**Text block**
+===+
TO Jazz Festival Grandmasters: Dave Brubeck Quartet and the Keith Jarrett Trio

This year’s Toronto Jazz Festival played host to two legendary groups in two awe-inspiring and sold-out venues: The Dave Brubeck Quartet at Koerner Hall on Tuesday and The Keith Jarrett Trio with Gary Peacock and Jack DeJohnette at The Four Seasons Opera Centre on Wednesday. The Dave Brubeck Quartet gave a solid performance but one that has become somewhat less of a novelty since it was nearly identical to his concert last year and the year before. The Keith Jarrett Trio, on the other hand, gave a concert of sheer ingenuity and brilliance from start to finish, though I’d expect nothing less from this group of masters.

Dave Brubeck Quartet

On Tuesday, the current rendition of the Dave Brubeck Quartet, with Bobby Millitello on saxophone, Michael Moore on bass, and Randy Jones on drums, took the stage at Koerner Hall for one set of standards and one set of what Brubeck does best: his own pieces in odd time signatures. In the first set, they played, among others, “Gone with the Wind”, “Somewhere Over the Rainbow”, “On the Sunny Side of the Street”, and a medley of Duke Ellington Songs: “C Jam Blues”, “Mood Indigo” and “Take the A Train”. The interpretations were competent and fun to listen to, but this really isn’t where Brubeck shines and there are other pianists who have better renditions of these pieces. Nevertheless, it was nice to hear a few pieces that weren’t performed in the last couple of years.

But things got going in the second set, with Dave Brubeck’s son Matthew Brubeck on cello, as they dug into Brubeck’s trademark pieces, which are incredibly hard not to get lost in when counting is done by mere mortals. They played “Three to get ready, Four to go”, which has two bars in 3/4 time followed by two bars in 4/4 time, and then improvisation in a totally different time signature altogether and they kept time. When they played “Unsquare Dance”, a real earworm, in 7/4, they encouraged the audience to clap along with the drums: some people tried and many waited way too long to stop their out-of-time embarrassing clapping efforts. The group, however, had no trouble keeping time. “Blue Rondo a la Turk” was a wonderful foot-tapping experience, of which Brubeck said “this is one of the hardest pieces I’ve ever written for myself. I don’t know why I did that to myself. Every time I go to play it I’m always worried I won’t be able to. But Mathew is here to help me out”. They played a couple of pieces in 5/4, one that we didn’t all know, and one that we did (“Take Five”) and “The Sermon on the Mount” which is perfectly suited for having a cello in the ensemble.
+===+
**Dataset excerpt**
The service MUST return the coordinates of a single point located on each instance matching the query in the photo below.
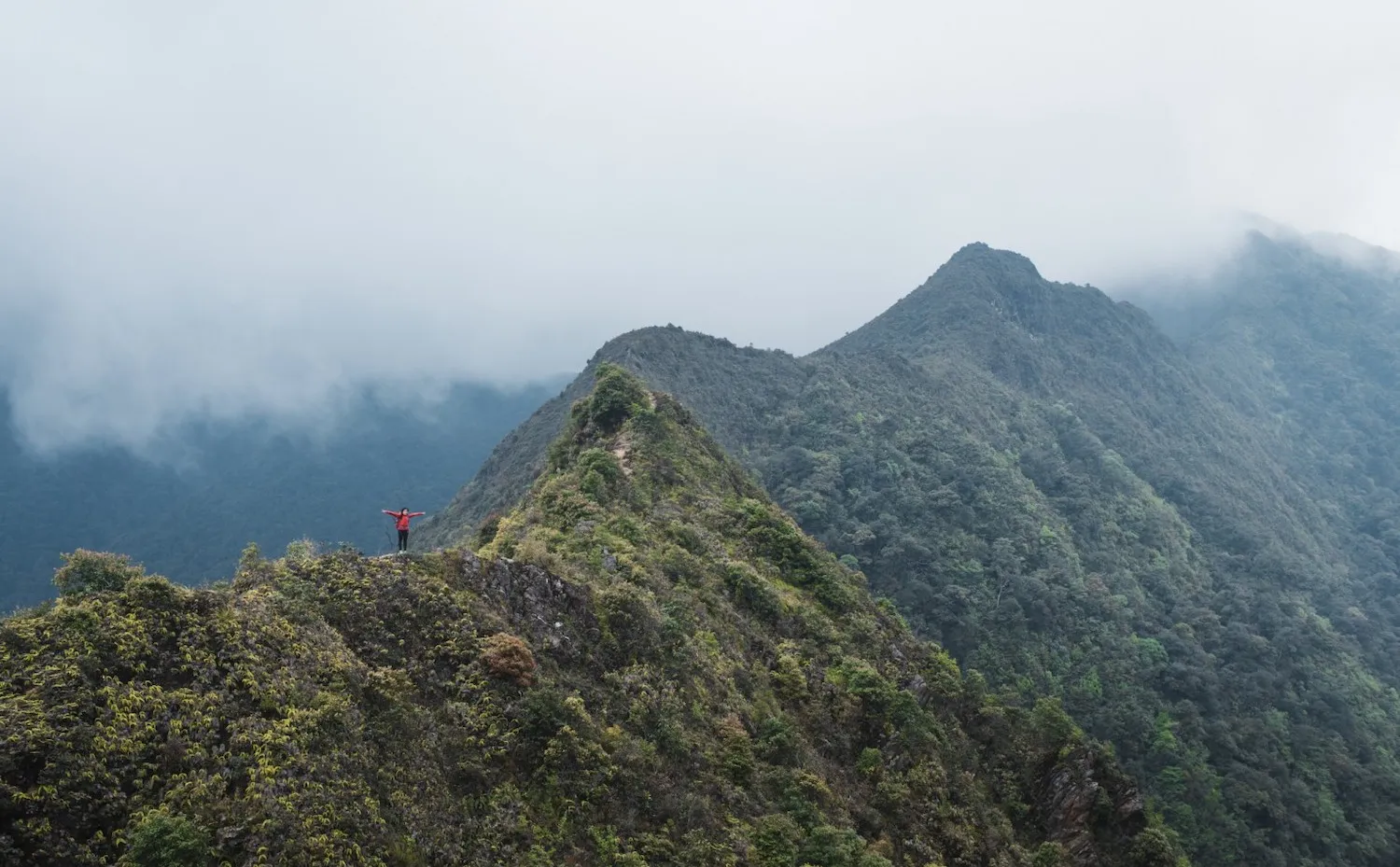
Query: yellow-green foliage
+===+
**What you need to do**
1. In the jazz festival review, who played saxophone in the Dave Brubeck Quartet?
2. Why does the jazz festival review say the Dave Brubeck Quartet's performance was somewhat less of a novelty?
3. List every piece the jazz festival review names from the Dave Brubeck Quartet's first set.

**Answers per task**
1. Bobby Millitello

2. The concert was nearly identical to the ones Brubeck gave the year before and the year before that.

3. "Gone with the Wind", "Somewhere Over the Rainbow", "On the Sunny Side of the Street", "C Jam Blues", "Mood Indigo", "Take the A Train"